Below this line is the material. Write out only its lines from the one containing "Mark every instance of the wet" through the one containing "Mark every instance of the penguin facing", both kept, exactly.

═════ Data ═════

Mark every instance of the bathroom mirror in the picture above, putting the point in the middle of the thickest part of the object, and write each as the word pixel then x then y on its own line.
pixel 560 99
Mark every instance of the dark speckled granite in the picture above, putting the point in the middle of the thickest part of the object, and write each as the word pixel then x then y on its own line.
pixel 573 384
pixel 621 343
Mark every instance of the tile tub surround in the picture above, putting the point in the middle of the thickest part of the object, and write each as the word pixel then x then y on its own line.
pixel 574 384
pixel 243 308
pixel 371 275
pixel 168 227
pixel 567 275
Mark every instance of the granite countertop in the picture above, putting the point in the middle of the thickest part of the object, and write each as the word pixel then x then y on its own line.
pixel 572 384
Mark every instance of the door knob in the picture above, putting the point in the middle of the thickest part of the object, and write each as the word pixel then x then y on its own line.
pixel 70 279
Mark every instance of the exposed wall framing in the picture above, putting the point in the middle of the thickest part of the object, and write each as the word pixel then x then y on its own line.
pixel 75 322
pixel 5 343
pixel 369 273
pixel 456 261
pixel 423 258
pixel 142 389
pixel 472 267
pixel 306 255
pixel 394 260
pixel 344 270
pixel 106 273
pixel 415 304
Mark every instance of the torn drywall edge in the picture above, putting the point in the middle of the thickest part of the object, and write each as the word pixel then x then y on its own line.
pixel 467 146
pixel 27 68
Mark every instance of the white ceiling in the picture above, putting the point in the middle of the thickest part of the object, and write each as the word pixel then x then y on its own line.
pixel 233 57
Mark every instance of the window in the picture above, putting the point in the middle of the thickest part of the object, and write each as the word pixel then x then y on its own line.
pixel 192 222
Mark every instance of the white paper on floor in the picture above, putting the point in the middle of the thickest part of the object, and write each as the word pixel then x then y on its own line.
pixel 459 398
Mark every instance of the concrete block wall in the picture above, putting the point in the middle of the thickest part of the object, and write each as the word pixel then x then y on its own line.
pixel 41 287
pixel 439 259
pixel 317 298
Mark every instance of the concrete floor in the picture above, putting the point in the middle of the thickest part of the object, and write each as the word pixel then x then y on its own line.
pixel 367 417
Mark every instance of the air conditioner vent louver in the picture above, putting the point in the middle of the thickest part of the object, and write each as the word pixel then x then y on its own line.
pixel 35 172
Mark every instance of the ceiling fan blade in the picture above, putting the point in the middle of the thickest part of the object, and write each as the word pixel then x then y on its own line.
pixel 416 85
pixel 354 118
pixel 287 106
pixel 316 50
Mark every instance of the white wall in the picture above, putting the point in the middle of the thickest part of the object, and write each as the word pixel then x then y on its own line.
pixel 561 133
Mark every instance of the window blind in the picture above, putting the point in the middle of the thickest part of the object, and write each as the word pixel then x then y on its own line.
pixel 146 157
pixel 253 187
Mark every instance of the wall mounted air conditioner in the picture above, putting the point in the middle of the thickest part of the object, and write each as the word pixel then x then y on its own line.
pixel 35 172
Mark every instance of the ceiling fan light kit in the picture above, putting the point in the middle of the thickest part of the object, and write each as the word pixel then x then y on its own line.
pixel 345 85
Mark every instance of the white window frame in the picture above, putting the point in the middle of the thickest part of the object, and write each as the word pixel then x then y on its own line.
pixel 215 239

═════
═════ Data ═════

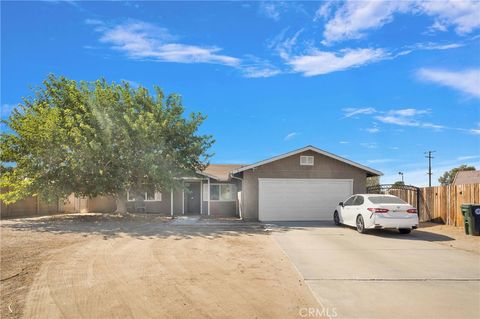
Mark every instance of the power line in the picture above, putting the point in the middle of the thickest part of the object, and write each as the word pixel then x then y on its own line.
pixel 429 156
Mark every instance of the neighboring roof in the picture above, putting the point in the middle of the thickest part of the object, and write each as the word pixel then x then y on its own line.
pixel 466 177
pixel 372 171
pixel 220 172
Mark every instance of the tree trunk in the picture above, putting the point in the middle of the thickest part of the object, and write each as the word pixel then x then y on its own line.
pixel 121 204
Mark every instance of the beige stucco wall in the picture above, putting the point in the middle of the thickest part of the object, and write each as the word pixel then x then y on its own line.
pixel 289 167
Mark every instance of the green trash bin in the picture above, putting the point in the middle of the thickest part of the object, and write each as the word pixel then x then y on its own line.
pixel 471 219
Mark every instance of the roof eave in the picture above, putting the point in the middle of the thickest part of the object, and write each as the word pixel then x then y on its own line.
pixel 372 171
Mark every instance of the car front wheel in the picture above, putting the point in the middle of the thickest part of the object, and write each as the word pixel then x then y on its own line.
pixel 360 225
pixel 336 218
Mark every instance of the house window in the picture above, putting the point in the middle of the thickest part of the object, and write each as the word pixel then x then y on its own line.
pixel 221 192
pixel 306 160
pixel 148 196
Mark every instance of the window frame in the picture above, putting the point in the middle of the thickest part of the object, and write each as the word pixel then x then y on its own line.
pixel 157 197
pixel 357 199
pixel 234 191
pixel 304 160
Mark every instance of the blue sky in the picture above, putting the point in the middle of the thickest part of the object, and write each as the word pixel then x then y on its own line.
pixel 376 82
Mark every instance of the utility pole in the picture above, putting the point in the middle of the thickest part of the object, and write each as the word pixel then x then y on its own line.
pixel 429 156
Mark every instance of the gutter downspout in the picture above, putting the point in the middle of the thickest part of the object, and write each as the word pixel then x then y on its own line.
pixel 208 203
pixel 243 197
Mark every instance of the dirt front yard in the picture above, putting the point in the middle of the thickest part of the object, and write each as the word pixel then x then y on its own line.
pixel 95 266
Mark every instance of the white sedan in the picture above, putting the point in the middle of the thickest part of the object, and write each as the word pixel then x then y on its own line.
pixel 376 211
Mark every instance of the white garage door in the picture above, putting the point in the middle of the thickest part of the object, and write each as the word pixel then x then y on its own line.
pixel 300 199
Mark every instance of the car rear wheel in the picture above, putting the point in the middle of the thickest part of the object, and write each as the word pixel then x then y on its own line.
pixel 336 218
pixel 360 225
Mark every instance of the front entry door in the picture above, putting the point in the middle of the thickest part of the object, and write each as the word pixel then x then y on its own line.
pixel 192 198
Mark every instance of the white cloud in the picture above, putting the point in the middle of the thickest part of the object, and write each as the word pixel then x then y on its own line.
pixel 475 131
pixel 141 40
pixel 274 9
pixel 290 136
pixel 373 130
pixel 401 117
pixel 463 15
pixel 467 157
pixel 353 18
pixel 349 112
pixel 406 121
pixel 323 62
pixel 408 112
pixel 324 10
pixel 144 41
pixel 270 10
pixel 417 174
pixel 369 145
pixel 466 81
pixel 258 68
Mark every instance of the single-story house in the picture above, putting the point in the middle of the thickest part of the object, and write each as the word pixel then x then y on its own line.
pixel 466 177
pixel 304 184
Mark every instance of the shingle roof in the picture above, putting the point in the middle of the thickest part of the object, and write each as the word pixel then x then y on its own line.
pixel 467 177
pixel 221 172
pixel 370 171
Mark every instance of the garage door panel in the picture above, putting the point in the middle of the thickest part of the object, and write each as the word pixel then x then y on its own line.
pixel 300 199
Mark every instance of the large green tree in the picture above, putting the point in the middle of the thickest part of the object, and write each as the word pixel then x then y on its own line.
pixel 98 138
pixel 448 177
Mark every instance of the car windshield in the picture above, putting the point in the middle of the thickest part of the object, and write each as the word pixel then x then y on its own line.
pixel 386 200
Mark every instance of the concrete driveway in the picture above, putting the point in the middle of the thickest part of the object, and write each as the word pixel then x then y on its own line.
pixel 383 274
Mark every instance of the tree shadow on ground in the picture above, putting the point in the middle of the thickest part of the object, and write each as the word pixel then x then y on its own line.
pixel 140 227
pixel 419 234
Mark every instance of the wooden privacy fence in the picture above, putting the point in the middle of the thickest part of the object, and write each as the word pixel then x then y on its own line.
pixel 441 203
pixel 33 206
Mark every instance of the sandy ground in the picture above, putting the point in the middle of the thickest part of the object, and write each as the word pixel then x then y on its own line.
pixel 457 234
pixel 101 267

═════
═════ Data ═════

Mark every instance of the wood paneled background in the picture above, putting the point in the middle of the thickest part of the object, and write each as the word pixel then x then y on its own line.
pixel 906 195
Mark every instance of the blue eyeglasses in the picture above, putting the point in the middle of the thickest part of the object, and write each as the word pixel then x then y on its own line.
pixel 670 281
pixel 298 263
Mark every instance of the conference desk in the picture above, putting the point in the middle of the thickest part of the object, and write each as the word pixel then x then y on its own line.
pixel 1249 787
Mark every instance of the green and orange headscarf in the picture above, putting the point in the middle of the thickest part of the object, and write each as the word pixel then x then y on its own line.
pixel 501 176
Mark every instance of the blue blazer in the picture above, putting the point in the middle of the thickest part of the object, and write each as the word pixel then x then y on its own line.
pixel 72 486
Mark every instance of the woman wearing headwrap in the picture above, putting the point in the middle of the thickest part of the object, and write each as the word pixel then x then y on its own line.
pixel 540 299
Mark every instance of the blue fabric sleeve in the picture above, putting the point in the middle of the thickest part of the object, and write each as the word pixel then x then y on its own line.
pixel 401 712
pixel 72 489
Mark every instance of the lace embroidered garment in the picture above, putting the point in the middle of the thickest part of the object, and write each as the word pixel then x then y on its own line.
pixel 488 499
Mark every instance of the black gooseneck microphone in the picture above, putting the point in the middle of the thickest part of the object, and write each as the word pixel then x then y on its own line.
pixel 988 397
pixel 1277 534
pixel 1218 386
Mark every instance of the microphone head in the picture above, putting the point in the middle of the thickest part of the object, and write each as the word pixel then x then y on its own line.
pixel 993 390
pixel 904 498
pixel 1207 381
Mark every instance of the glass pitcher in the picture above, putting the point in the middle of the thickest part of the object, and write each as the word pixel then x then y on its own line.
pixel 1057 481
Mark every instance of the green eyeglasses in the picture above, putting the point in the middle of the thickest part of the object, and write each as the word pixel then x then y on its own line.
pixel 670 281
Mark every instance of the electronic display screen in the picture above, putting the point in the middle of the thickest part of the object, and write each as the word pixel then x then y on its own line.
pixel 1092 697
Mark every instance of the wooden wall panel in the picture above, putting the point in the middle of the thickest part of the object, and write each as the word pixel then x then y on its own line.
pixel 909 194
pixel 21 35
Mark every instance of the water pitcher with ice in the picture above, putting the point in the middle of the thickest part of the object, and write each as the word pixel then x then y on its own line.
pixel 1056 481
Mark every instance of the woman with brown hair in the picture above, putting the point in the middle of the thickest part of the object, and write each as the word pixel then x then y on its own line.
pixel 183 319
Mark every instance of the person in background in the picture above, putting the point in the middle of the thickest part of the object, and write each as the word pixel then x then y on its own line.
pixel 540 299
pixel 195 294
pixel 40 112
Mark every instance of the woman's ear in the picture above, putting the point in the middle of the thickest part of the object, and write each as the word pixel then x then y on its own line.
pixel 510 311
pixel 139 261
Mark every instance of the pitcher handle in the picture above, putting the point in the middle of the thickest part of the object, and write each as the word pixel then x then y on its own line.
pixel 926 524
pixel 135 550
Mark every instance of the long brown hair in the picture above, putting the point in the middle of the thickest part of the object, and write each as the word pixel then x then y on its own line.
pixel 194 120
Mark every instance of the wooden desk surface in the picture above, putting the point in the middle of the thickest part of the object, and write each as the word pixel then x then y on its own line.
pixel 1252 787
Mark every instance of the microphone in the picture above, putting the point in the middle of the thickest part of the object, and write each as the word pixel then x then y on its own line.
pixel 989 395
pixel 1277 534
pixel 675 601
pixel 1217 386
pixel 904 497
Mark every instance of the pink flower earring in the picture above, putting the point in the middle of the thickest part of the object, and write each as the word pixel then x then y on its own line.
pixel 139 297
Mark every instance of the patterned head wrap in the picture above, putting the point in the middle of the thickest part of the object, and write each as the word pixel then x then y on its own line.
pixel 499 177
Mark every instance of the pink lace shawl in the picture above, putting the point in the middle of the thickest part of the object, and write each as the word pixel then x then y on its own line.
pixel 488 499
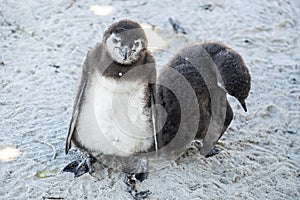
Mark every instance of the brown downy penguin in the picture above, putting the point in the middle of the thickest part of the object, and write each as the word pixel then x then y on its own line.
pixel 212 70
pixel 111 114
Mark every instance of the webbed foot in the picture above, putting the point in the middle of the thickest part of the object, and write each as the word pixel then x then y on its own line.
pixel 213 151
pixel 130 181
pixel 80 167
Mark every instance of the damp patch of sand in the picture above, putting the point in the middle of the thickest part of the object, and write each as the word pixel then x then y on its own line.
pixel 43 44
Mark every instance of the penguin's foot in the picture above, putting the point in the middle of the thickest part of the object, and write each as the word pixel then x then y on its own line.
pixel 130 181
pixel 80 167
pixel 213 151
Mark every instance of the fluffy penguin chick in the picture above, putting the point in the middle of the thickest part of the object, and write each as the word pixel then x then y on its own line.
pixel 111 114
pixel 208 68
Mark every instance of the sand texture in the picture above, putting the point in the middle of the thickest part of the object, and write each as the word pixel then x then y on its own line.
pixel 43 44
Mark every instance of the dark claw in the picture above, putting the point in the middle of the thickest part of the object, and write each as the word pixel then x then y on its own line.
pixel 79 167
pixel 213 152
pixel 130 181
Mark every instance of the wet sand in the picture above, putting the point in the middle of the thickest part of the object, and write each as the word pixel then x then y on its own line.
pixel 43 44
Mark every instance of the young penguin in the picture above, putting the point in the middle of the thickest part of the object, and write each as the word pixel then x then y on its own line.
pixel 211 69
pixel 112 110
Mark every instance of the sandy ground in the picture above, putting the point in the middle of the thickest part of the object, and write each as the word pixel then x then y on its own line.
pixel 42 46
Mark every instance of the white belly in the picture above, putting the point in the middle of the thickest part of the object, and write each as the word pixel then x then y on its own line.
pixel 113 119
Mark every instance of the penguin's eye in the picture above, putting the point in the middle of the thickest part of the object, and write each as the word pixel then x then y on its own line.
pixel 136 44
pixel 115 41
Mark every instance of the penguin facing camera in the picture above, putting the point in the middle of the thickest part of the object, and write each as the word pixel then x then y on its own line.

═════

# Written solution
Mark every instance of the wet sand in the picture above, putting the point in the middle of the thickest part of the object, and write each as the word pixel then x then y on its own line.
pixel 43 44
Mark every instance of the young penguin in the picture above, putting the point in the middle of the thickest part of the object, and write each as the word pixel then x then y on its own line.
pixel 211 69
pixel 112 110
Mark every instance of the sandy ground in the picture above, putting the point in the middle of the thickest part of the object, and write each as the word pixel then x then y on its own line.
pixel 42 46
Mark every instance of the white belly in the picture above, putting the point in the middle of the thickest part of the object, and write each as the word pixel then x then y on its own line.
pixel 113 119
Mark every instance of the penguin's eye in the picture above, putting the point in the middle of the thickest part of the object, and write each as the word pixel then x then y on its own line.
pixel 136 44
pixel 115 41
Mark every instance of the penguin facing camera in the picture above, putting the point in the middle of the thickest part of the object, and write each as the word pixel then x then y on its own line.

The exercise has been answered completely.